» **Text excerpt**

Parsing XML with German specific characters

Hello,
I have issue with parsing XML using XMLParser when XML contains German specific characters, for example ü

This code:
Code Block swift
import Foundation
let xml = "<Xml><Tag>Martin Hübner</Tag><Tag>Value</Tag></Xml>"
let data = xml.data(using: .utf8)!
let parser = XMLParser(data: data)
let parserDelegate = ParserDelegate()
parser.delegate = parserDelegate
parser.parse()
class ParserDelegate: NSObject, XMLParserDelegate {
  func parser(_ parser: XMLParser, foundCharacters string: String) {
    print("foundCharacters: \(string)")
  }
}

has following output in Playground:
Code Block
foundCharacters: Martin H
foundCharacters: übner
foundCharacters: Value

It looks to me like that XMLParser is not able to parse XML with German characters correctly, because with following XML:
Code Block swift
let xml = "<Xml><Tag>Hello World</Tag><Tag>Value</Tag></Xml>"

output is correct:
Code Block
foundCharacters: Hello World
foundCharacters: Value

Do you have any idea how to solve this issue?

Thank you
Answered by OOPer in 646147022

Do you have any idea how to solve this issue?

In XMLParser, parser(_:foundCharacters:) would be called separately in many cases other than containing German characters.

Code Block
import Foundation
let xml = "<Xml><Tag>An &apos;example&apos;</Tag><Tag>Value</Tag></Xml>"
let data = xml.data(using: .utf8)!
let parser = XMLParser(data: data)
let parserDelegate = ParserDelegate()
parser.delegate = parserDelegate
parser.parse()
class ParserDelegate: NSObject, XMLParserDelegate {
func parser(_ parser: XMLParser, foundCharacters string: String) {
print("foundCharacters: \(string)")

» **Given entries**

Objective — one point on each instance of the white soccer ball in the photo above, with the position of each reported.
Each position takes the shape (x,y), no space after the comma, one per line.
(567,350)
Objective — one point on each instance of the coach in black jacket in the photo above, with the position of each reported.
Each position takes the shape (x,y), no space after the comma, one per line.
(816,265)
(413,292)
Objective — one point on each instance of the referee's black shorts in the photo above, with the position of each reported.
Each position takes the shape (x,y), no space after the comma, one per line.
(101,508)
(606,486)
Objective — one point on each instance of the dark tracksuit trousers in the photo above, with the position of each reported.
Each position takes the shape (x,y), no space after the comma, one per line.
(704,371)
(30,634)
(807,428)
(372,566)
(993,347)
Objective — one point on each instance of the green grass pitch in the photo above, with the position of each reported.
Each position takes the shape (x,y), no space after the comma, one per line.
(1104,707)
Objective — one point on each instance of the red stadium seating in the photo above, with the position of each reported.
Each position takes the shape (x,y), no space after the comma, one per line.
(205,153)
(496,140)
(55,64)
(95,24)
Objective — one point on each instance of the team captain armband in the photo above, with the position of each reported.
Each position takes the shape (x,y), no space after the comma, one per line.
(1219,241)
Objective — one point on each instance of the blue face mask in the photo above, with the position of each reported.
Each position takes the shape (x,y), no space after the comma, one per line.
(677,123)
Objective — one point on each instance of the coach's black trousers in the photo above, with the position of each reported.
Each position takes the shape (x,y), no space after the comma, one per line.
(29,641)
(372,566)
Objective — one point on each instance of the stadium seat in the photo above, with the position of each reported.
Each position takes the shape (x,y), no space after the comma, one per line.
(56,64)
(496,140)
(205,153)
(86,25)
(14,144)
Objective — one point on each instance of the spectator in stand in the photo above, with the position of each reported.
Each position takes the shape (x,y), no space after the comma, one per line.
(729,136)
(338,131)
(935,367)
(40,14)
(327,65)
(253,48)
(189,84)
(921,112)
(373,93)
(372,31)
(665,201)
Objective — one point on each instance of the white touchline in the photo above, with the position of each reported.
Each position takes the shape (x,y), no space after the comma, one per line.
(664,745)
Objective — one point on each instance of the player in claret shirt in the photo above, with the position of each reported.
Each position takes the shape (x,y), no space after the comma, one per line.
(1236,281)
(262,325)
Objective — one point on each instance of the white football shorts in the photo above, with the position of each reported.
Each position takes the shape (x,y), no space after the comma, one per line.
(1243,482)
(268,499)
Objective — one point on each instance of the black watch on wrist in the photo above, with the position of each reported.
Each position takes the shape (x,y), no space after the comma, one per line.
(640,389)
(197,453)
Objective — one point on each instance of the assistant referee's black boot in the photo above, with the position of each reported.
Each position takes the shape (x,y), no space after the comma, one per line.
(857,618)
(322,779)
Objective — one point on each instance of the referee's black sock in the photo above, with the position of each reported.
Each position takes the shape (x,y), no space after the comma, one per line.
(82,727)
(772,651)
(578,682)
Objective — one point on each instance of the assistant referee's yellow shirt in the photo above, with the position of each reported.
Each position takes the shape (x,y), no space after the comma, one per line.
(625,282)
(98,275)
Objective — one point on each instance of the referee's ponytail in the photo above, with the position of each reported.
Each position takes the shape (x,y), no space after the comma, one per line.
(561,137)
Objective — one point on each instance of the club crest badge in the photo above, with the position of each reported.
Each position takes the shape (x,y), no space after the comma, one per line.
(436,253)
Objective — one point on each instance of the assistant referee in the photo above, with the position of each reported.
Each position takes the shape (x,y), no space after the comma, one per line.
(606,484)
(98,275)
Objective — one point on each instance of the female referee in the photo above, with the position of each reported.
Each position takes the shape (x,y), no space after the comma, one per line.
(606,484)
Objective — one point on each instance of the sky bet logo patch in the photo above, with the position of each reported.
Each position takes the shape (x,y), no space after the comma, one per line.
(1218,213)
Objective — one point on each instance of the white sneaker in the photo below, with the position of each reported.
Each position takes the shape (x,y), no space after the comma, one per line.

» **What to do**
Answer from the XMLParser thread:
1. Which German character does the poster give as an example?
2. What text sits in the first Tag of the XML that the poster says parses correctly?
3. Who answered the thread?
Rely on the XMLParser thread alone, not on the listing.

» **Solved exercise**
1. ü
2. Hello World
3. OOPer